▸ DOCUMENT SECTION:
Activating AI Safety Level 3 protections
securitymodelsenterprise
read at source ↗ www.anthropic.com
Activating AI Safety Level 3 protections
Source: Anthropic Date: 2025-05-22 URL: https://www.anthropic.com/news/activating-asl3-protections
Summary
Anthropic activated ASL-3 protections for Claude Opus 4 on May 22, 2025 — the first time the elevated safety level was triggered. Trigger: continued CBRN capability improvements made it impossible to “clearly rule out ASL-3 risks.” Deployment protections: Constitutional Classifiers (real-time CBRN input/output monitoring), jailbreak bug bounty expansion, synthetic jailbreak generation. Security controls: 100+ combined prevention/detection controls, two-party authorization for model weight access, egress bandwidth controls, enhanced endpoint software controls.
Implications
- Safety/policy / RSP activated for real. The Responsible Scaling Policy (first published 2023, updated to v2 in 2024 and v3 in 2026) was always a theoretical framework — ASL-3 activation is the first time it triggered actual operational changes. The precautionary framing (“cannot clearly rule out”) is important: Anthropic didn’t claim the model crossed the threshold, but treated the uncertainty as requiring the elevated controls.

▸ RECORDED INFORMATION:
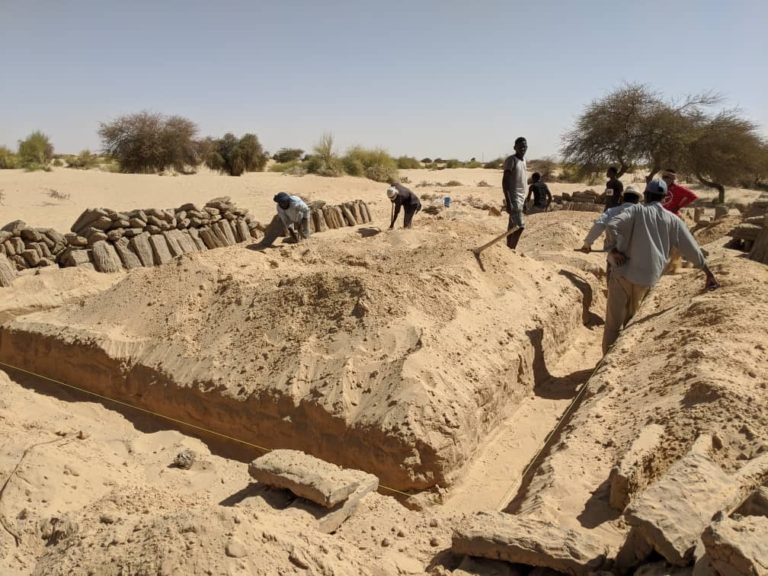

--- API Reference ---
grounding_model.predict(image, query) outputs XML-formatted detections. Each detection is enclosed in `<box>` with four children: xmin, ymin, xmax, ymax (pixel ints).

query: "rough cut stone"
<box><xmin>2</xmin><ymin>220</ymin><xmax>29</xmax><ymax>236</ymax></box>
<box><xmin>0</xmin><ymin>254</ymin><xmax>16</xmax><ymax>288</ymax></box>
<box><xmin>701</xmin><ymin>516</ymin><xmax>768</xmax><ymax>576</ymax></box>
<box><xmin>21</xmin><ymin>248</ymin><xmax>40</xmax><ymax>268</ymax></box>
<box><xmin>149</xmin><ymin>234</ymin><xmax>173</xmax><ymax>266</ymax></box>
<box><xmin>128</xmin><ymin>232</ymin><xmax>155</xmax><ymax>268</ymax></box>
<box><xmin>163</xmin><ymin>230</ymin><xmax>184</xmax><ymax>258</ymax></box>
<box><xmin>59</xmin><ymin>248</ymin><xmax>92</xmax><ymax>267</ymax></box>
<box><xmin>624</xmin><ymin>435</ymin><xmax>768</xmax><ymax>566</ymax></box>
<box><xmin>19</xmin><ymin>228</ymin><xmax>43</xmax><ymax>242</ymax></box>
<box><xmin>248</xmin><ymin>450</ymin><xmax>379</xmax><ymax>508</ymax></box>
<box><xmin>735</xmin><ymin>486</ymin><xmax>768</xmax><ymax>516</ymax></box>
<box><xmin>187</xmin><ymin>228</ymin><xmax>207</xmax><ymax>252</ymax></box>
<box><xmin>115</xmin><ymin>238</ymin><xmax>143</xmax><ymax>270</ymax></box>
<box><xmin>608</xmin><ymin>424</ymin><xmax>664</xmax><ymax>510</ymax></box>
<box><xmin>451</xmin><ymin>512</ymin><xmax>607</xmax><ymax>575</ymax></box>
<box><xmin>93</xmin><ymin>241</ymin><xmax>123</xmax><ymax>272</ymax></box>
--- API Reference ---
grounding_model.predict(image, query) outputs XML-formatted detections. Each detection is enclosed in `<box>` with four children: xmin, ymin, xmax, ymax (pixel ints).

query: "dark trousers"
<box><xmin>403</xmin><ymin>204</ymin><xmax>421</xmax><ymax>228</ymax></box>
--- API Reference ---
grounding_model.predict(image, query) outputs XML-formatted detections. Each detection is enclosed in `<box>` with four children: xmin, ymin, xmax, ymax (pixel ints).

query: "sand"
<box><xmin>0</xmin><ymin>164</ymin><xmax>768</xmax><ymax>576</ymax></box>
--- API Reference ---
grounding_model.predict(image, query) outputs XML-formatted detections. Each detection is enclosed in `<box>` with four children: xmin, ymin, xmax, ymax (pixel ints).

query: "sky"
<box><xmin>0</xmin><ymin>0</ymin><xmax>768</xmax><ymax>160</ymax></box>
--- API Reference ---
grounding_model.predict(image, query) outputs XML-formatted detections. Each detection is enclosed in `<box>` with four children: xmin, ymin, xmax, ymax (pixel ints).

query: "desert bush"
<box><xmin>205</xmin><ymin>132</ymin><xmax>267</xmax><ymax>176</ymax></box>
<box><xmin>66</xmin><ymin>150</ymin><xmax>99</xmax><ymax>170</ymax></box>
<box><xmin>269</xmin><ymin>159</ymin><xmax>302</xmax><ymax>173</ymax></box>
<box><xmin>272</xmin><ymin>148</ymin><xmax>304</xmax><ymax>164</ymax></box>
<box><xmin>19</xmin><ymin>130</ymin><xmax>53</xmax><ymax>170</ymax></box>
<box><xmin>526</xmin><ymin>157</ymin><xmax>557</xmax><ymax>180</ymax></box>
<box><xmin>46</xmin><ymin>188</ymin><xmax>69</xmax><ymax>200</ymax></box>
<box><xmin>0</xmin><ymin>146</ymin><xmax>19</xmax><ymax>170</ymax></box>
<box><xmin>342</xmin><ymin>146</ymin><xmax>397</xmax><ymax>182</ymax></box>
<box><xmin>397</xmin><ymin>156</ymin><xmax>421</xmax><ymax>170</ymax></box>
<box><xmin>304</xmin><ymin>132</ymin><xmax>344</xmax><ymax>177</ymax></box>
<box><xmin>99</xmin><ymin>112</ymin><xmax>200</xmax><ymax>174</ymax></box>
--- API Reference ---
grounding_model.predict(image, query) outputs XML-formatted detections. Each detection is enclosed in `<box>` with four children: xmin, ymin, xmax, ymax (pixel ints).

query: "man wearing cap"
<box><xmin>603</xmin><ymin>180</ymin><xmax>720</xmax><ymax>354</ymax></box>
<box><xmin>273</xmin><ymin>192</ymin><xmax>310</xmax><ymax>242</ymax></box>
<box><xmin>523</xmin><ymin>172</ymin><xmax>552</xmax><ymax>214</ymax></box>
<box><xmin>581</xmin><ymin>186</ymin><xmax>640</xmax><ymax>254</ymax></box>
<box><xmin>605</xmin><ymin>166</ymin><xmax>624</xmax><ymax>210</ymax></box>
<box><xmin>501</xmin><ymin>136</ymin><xmax>528</xmax><ymax>250</ymax></box>
<box><xmin>387</xmin><ymin>182</ymin><xmax>421</xmax><ymax>230</ymax></box>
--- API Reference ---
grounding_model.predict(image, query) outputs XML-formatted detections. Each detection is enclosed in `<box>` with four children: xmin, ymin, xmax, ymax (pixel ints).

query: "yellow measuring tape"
<box><xmin>0</xmin><ymin>361</ymin><xmax>412</xmax><ymax>498</ymax></box>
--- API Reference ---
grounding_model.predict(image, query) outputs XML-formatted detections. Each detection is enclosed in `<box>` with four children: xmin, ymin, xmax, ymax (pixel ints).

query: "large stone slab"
<box><xmin>451</xmin><ymin>512</ymin><xmax>607</xmax><ymax>575</ymax></box>
<box><xmin>701</xmin><ymin>516</ymin><xmax>768</xmax><ymax>576</ymax></box>
<box><xmin>624</xmin><ymin>435</ymin><xmax>768</xmax><ymax>566</ymax></box>
<box><xmin>248</xmin><ymin>450</ymin><xmax>379</xmax><ymax>508</ymax></box>
<box><xmin>608</xmin><ymin>424</ymin><xmax>664</xmax><ymax>510</ymax></box>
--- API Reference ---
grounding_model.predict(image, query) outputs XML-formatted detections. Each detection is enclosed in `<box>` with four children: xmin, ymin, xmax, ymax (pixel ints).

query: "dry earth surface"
<box><xmin>0</xmin><ymin>169</ymin><xmax>768</xmax><ymax>575</ymax></box>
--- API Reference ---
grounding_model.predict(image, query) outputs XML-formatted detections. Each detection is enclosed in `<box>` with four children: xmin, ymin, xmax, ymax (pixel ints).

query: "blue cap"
<box><xmin>645</xmin><ymin>180</ymin><xmax>667</xmax><ymax>196</ymax></box>
<box><xmin>272</xmin><ymin>192</ymin><xmax>291</xmax><ymax>204</ymax></box>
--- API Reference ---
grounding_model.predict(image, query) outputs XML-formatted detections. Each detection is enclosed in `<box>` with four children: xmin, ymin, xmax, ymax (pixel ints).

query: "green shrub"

▸ PARTS OF THE EXERCISE:
1) In the page on ASL-3 protections, what kind of authorization is required for access to model weights?
2) Translate this sentence from the page on ASL-3 protections into Spanish: "Anthropic activated ASL-3 protections for Claude Opus 4 on May 22, 2025 — the first time the elevated safety level was triggered."
3) Carry on the page on ASL-3 protections from the end of its last sentence.
Set the material aside; it has no role in this work.

▸ ANSWERS FOR THIS EXERCISE:
1) Two-party authorization.

2) Anthropic activó las protecciones ASL-3 para Claude Opus 4 el 22 de mayo de 2025, la primera vez que se activó el nivel de seguridad elevado.

3)
- Constitutional Classifiers as real-time defense. The deployment of Constitutional Classifiers as a real-time filter at ASL-3 is a specific architectural decision — it’s a model-based filter on top of the model, not a rule-based filter. This creates a meta-level safety layer that can be updated independently of the underlying model.
- Two-party authorization for weights. Activating weight-access controls at ASL-3 is operationally significant — it means model weight access requires a second authorization, which changes internal operational dynamics and makes exfiltration harder.
- Code with Claude conference same day. ASL-3 activation coincided with the Code with Claude developer conference (May 22, 2025). Anthropic signaled capability and safety simultaneously — the highest-capability developer-facing launch paired with the highest public safety posture.
- Watch: when and whether ASL-4 protections are defined and activated; how the Constitutional Classifier performance evolved; whether the two-party weight authorization slowed internal operations.